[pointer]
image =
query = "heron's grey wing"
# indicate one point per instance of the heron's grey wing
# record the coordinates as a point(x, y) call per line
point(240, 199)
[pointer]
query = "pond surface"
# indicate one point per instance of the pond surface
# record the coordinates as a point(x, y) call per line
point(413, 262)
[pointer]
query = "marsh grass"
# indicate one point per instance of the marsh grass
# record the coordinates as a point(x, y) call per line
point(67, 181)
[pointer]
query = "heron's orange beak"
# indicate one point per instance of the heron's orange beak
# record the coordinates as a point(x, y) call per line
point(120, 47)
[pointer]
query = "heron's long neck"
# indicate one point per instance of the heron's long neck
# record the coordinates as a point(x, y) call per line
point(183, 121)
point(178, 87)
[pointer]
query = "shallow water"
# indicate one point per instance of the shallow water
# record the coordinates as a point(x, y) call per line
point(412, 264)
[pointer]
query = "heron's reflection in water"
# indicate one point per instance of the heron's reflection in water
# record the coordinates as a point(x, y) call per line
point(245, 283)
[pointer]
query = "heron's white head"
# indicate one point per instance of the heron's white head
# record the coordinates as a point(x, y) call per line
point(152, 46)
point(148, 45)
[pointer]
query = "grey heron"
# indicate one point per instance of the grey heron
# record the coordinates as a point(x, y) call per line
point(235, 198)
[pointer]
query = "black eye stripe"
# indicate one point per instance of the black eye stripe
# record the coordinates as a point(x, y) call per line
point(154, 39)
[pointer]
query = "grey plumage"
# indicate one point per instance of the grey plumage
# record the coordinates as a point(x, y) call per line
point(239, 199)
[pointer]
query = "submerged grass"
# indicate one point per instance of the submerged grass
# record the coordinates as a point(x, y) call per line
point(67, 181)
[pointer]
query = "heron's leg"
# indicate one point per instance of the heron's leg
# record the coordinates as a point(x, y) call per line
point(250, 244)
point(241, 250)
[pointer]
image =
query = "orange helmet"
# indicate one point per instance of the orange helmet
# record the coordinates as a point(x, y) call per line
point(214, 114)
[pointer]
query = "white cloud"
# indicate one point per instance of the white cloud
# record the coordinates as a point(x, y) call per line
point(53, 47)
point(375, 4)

* TASK GOAL *
All that is needed is a number: the count of lines in the listing that hold "long".

* ANSWER SPACE *
2